#### [Given instruction A]
Set down the portion of the software supply chain security passage between "President Biden’s wide-ranging" and "supply chain security.", inclusive, matching its wording precisely.

#### [Provided passage]
President Biden’s wide-ranging cybersecurity executive order (EO) issued in May aims to improve software security through a series of guidelines. As the EO directed, the National Institute of Standards and Technology (NIST) has produced a definition of what constitutes “critical software,” published guidance on security measures for EO-critical software use, and released guidelines on vendors’ source-code testing. On November 8, NIST published preliminary guidelines for enhancing software supply chain security.
NIST recently held a workshop to discuss the guidelines’ provisions, which are due in final form by February 6, 2022. The EO asks NIST to produce its software supply chain security guidelines according to ten criteria, including secure software development environments; the generation of “artifacts,” which can contain a host of information about how the software was developed; the provenance or origin of software code and components; software bills of materials (SBOMs); vulnerability disclosure programs; and attestation to conformity with secure software development practices.
The workshop gathered experts to share their insights on some of the components currently contemplated for the final supply chain security guidelines.
Secure software development should be flexible and customizable
NIST has updated a white paper regarding its Secure Software Development Framework in a new document, SP 800-218. This new document contains “a core set of high-level secure software development practices that can be integrated into each SDLC [software development lifecycle] implementation.”
This document aims to provide “something that’s flexible, customizable and selective” that can be used by anybody, Karen Scarfone of Scarfone Cybersecurity told the attendees. NIST designed SP 800-218 to give developers structure across four practice groups:
- Preparing the organization
- Protecting the software from tampering and unauthorized access
- Producing well-secured software
- Responding to vulnerabilities
Artifacts should end the “find and fix” security mindset
Warren Merkel, chief of standards services at NIST, walked through the attestation requirement of the EO, noting that attestations tell customers, the marketplace, or any interested organization whether specific software performance or conformity assessment requirements have been completed. Several standards are available for these conformity assessments from the International Organization for Standardization’s Committee on Conformity Assessment (CASCO).
Regarding software artifacts, Rohit Sethi, CEO of Security Compass, said that organizations should aim for artifacts to end the “find and fix” security mindset when it comes to vulnerabilities. Moreover, artifacts “need to be understood by non-experts. We need non-security experts to look at something and be able to know whether or not there is adequate security coverage in the thing that they are buying.”
The definition of artifacts varies widely, but Matt Fussa, trust strategy officer at Cisco, offered his version: Artifacts are evidence that demonstrates an organization is following a documented process or meeting a requirement. They should be gathered and archived throughout the system development lifecycle and used as evidence in internal or external audits and assessments.
“If you think of the basics, it’s about having the right process, policies, procedures and technology in place to create that secure build environment and then develop, for the purpose of delivering assurance, all the artifacts that can show a customer, any vendor or any the software developer is doing the right things to create that secure environment around the development process,” Fussa said.

#### [Information provided]
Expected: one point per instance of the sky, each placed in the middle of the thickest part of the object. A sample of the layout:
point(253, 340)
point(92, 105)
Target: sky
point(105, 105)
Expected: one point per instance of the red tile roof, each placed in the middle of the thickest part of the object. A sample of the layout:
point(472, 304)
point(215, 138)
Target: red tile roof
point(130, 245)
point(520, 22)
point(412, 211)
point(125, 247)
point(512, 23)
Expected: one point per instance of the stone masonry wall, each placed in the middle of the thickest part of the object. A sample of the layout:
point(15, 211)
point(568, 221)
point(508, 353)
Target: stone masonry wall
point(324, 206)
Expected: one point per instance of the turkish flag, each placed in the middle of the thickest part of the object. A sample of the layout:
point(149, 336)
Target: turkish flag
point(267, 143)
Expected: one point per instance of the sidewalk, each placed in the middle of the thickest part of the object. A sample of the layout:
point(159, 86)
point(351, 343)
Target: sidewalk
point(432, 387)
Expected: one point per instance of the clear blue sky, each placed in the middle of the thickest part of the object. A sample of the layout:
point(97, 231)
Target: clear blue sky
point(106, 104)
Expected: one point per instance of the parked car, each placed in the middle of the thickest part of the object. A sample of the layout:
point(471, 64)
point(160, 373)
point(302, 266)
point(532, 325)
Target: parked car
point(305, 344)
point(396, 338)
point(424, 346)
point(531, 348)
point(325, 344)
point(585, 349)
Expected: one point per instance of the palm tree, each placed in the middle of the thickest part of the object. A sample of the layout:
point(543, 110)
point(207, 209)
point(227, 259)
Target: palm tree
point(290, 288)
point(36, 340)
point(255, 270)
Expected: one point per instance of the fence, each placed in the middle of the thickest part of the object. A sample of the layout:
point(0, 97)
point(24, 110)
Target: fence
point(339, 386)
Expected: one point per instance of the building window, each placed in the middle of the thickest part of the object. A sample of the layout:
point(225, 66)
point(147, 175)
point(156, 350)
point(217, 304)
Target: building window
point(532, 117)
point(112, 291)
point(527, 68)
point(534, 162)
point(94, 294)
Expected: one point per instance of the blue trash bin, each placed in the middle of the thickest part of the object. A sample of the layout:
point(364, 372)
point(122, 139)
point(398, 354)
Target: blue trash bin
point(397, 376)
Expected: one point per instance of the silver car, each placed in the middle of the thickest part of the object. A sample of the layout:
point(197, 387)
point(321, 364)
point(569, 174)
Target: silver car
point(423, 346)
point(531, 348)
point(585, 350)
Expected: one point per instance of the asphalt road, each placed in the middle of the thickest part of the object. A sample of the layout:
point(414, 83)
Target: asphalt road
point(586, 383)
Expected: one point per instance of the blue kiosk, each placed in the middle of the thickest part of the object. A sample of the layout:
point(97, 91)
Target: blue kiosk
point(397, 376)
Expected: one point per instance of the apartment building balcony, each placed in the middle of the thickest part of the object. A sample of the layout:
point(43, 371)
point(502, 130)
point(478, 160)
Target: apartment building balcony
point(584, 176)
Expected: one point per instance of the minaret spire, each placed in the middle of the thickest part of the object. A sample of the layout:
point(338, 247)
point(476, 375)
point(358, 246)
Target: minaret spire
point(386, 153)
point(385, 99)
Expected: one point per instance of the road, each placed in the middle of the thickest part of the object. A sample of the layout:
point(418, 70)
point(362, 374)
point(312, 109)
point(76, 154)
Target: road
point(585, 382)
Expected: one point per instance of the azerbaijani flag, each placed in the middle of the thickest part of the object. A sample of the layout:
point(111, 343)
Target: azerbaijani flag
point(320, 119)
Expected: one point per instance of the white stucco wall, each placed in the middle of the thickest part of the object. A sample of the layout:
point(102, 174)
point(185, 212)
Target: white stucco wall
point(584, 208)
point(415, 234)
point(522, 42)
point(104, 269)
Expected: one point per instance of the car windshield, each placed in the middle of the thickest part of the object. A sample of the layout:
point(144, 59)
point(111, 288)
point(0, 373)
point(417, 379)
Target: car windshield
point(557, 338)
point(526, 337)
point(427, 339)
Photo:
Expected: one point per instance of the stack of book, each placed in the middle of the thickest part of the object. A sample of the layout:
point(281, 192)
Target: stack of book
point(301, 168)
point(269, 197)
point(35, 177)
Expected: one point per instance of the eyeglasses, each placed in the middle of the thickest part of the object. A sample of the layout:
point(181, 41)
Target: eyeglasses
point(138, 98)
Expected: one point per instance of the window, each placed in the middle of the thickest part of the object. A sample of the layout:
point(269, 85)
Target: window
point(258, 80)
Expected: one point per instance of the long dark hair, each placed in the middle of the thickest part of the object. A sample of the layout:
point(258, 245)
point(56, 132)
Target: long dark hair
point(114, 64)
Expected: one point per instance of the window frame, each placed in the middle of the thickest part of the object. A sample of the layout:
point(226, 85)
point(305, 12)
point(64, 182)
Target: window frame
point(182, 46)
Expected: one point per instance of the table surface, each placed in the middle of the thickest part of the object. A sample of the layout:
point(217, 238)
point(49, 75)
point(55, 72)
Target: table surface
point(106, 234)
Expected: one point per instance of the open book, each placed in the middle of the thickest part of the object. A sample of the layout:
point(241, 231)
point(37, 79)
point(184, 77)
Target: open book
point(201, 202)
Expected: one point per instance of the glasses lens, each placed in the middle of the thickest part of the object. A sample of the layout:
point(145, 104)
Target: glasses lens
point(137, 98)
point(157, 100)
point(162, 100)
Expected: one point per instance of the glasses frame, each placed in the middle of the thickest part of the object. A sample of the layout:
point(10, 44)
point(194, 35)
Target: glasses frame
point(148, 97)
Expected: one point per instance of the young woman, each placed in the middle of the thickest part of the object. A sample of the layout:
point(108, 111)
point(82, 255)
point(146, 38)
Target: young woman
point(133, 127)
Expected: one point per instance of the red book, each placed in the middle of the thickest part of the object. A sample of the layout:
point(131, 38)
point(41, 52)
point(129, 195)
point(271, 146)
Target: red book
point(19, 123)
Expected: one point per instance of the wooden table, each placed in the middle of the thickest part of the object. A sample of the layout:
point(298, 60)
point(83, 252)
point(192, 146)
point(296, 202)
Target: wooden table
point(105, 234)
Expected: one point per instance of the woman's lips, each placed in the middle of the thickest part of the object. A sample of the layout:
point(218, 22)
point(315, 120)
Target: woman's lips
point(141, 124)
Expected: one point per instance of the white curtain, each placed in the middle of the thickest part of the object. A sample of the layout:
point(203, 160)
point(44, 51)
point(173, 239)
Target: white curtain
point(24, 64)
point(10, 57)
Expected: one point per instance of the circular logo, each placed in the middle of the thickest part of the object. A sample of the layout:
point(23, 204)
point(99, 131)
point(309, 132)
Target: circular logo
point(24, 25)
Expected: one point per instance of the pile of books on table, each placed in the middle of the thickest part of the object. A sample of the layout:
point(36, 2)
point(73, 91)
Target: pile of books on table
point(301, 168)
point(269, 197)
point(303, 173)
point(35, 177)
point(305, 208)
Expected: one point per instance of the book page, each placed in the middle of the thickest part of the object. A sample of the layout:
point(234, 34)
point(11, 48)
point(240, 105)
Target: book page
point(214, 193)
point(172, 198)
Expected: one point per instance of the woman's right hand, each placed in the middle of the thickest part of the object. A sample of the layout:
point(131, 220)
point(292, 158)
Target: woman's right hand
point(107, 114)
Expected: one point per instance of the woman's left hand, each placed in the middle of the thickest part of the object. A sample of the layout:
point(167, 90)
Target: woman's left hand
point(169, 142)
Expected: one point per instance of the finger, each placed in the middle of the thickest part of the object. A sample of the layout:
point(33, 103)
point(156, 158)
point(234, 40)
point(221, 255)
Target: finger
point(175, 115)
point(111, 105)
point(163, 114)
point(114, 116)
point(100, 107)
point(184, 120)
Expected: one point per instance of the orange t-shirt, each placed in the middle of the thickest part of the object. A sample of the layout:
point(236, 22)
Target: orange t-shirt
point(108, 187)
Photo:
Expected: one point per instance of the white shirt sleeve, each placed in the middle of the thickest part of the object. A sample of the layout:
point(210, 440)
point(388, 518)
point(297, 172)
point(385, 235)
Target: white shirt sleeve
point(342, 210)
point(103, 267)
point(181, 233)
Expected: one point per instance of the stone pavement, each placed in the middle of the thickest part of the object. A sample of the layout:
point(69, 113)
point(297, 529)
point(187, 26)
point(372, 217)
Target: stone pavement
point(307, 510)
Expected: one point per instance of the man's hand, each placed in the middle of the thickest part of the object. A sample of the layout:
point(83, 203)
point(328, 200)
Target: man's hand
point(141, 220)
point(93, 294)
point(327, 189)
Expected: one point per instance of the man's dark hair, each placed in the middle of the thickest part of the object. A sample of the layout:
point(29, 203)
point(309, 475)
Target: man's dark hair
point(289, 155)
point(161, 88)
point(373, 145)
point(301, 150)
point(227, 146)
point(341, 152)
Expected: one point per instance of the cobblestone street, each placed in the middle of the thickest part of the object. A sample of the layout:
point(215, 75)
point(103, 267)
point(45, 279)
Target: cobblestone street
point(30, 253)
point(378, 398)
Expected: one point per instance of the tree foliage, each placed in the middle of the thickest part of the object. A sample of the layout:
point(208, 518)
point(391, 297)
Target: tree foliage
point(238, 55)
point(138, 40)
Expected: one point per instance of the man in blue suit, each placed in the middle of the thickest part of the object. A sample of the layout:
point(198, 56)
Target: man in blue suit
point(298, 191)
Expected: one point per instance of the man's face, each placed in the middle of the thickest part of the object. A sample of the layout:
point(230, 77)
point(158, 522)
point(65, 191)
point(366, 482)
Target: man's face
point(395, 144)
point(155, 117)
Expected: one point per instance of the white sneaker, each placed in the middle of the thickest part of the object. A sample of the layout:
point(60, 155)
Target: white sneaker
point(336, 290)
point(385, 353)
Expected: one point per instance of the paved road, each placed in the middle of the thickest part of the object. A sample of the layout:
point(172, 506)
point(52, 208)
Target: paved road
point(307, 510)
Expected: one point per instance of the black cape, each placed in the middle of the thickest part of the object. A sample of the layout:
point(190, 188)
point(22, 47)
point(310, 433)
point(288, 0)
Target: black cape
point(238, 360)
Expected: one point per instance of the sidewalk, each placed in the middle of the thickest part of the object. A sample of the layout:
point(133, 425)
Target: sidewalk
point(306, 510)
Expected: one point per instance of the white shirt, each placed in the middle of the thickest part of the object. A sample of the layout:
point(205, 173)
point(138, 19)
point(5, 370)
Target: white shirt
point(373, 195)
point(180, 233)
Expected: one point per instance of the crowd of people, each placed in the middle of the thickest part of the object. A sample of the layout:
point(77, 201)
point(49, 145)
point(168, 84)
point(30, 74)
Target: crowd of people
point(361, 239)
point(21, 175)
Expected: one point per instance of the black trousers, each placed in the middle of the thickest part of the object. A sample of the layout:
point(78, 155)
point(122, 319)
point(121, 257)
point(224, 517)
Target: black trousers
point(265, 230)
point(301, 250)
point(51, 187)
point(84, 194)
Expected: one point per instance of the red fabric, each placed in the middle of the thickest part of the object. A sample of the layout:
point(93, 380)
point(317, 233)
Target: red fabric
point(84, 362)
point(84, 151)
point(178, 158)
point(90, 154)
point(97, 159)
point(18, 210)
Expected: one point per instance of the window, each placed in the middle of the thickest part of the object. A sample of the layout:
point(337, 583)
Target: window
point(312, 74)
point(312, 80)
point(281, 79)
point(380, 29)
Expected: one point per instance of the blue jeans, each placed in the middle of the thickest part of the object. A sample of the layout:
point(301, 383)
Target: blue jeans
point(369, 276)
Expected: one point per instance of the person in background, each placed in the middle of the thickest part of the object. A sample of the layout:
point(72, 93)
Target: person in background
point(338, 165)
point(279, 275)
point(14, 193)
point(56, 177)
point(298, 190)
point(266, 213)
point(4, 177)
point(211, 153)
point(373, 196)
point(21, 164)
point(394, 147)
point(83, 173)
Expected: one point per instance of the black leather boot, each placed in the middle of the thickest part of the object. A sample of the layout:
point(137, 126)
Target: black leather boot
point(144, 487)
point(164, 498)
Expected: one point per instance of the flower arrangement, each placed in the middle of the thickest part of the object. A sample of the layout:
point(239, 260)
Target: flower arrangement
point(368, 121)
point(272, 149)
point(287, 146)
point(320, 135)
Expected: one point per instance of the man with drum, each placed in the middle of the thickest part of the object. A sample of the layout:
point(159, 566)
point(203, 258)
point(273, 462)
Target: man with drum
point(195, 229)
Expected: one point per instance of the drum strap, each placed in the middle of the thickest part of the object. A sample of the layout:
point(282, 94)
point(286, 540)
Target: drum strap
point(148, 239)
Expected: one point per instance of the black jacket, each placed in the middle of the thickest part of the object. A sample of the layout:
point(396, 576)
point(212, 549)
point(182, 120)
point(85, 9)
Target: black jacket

#### [Given instruction B]
From the listing, extract the lines between the one holding "Expected: one point per instance of the window frame, each" and the one holding "point(148, 97)", inclusive, reproducing each line verbatim.

#### [Written solution A]
President Biden’s wide-ranging cybersecurity executive order (EO) issued in May aims to improve software security through a series of guidelines. As the EO directed, the National Institute of Standards and Technology (NIST) has produced a definition of what constitutes “critical software,” published guidance on security measures for EO-critical software use, and released guidelines on vendors’ source-code testing. On November 8, NIST published preliminary guidelines for enhancing software supply chain security.

#### [Written solution B]
Expected: one point per instance of the window frame, each placed in the middle of the thickest part of the object. A sample of the layout:
point(226, 85)
point(305, 12)
point(64, 182)
Target: window frame
point(182, 46)
Expected: one point per instance of the table surface, each placed in the middle of the thickest part of the object. A sample of the layout:
point(217, 238)
point(49, 75)
point(55, 72)
Target: table surface
point(106, 234)
Expected: one point per instance of the open book, each placed in the middle of the thickest part of the object. A sample of the layout:
point(241, 231)
point(37, 79)
point(184, 77)
Target: open book
point(201, 202)
Expected: one point per instance of the glasses lens, each placed in the middle of the thickest part of the object. A sample of the layout:
point(145, 104)
Target: glasses lens
point(137, 98)
point(157, 100)
point(162, 100)
Expected: one point per instance of the glasses frame, each placed in the middle of the thickest part of the object. A sample of the layout:
point(10, 44)
point(194, 35)
Target: glasses frame
point(148, 97)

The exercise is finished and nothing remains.